### Document extract
Disaster Recovery
- backup strategies need to be part of the disaster recovery planning
- How to decide RTO / RPO:
- Impact on business if app outage is extended?
- Cost of loss
- Dependencies
- Consumers
- Regulatory requirements
RTO
- Maximum amount of time a service is allowed to be unavailable.
RPO
- Maximum amount of time for which data could be lost for a service.
Disaster Recovery Strategies
Strategies |
RPO |
RTO |
Backup and Restore |
hours |
24 hours or less |
Pilot Light |
mins |
hours |
Warm Standby |
seconds |
mins |
Multi-site |
close to zero |
close to zero |
Backup & Restore
- RTO is usually 24 hours and RPO is hours.

### What you have to do
Extend the disaster recovery notes above, picking up after their last line.

### Material provided
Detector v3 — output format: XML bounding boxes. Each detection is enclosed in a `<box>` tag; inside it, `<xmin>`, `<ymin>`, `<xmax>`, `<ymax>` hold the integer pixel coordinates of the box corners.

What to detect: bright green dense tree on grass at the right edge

### Written response
Point in time recovery options:
Database |
Storage |
RDS Snapshot |
EBS Snapshot |
Aurora Snapshot |
EFS Snapshot |
DynamoBD Snapshot |
|
Redshift Snapshot |
|
DocumentDB Snapshot |
|
Neptune Snapshot |
|
Pilot Light
- Introduction of data replication between DR Region
- Core infrastructure is in place in DR Region
- Ability to scale out faster
- RPO reduced as asynchronous data replication across regions.
- Servers are switched off and not running
- Cross Region data replications
- S3 cross-region replication - Automatically replicates objects from source to DR region
- RDS cross-region replicas - Replica DB in a separate region created from snapshots
- Aurora Global Database - low latency reads in multiple regions
- DyanmoDB global tables - multi-region deployment of table without need to crete replica
- DocumentDB global Clusters - single primary region and 5 replicas across regions
- Global Datastore for Amazon ElasticCache for Redis - cross-regional replica cluster and low latency reads
Warm Standby
- Scaled down always running resources
- Can start serving request as soon as failure occurs
- Increased costs as opposed to Pilot Light
Multi-site Active/Active
- Most complex
- Most Costly
- Lowest RTO/RPO.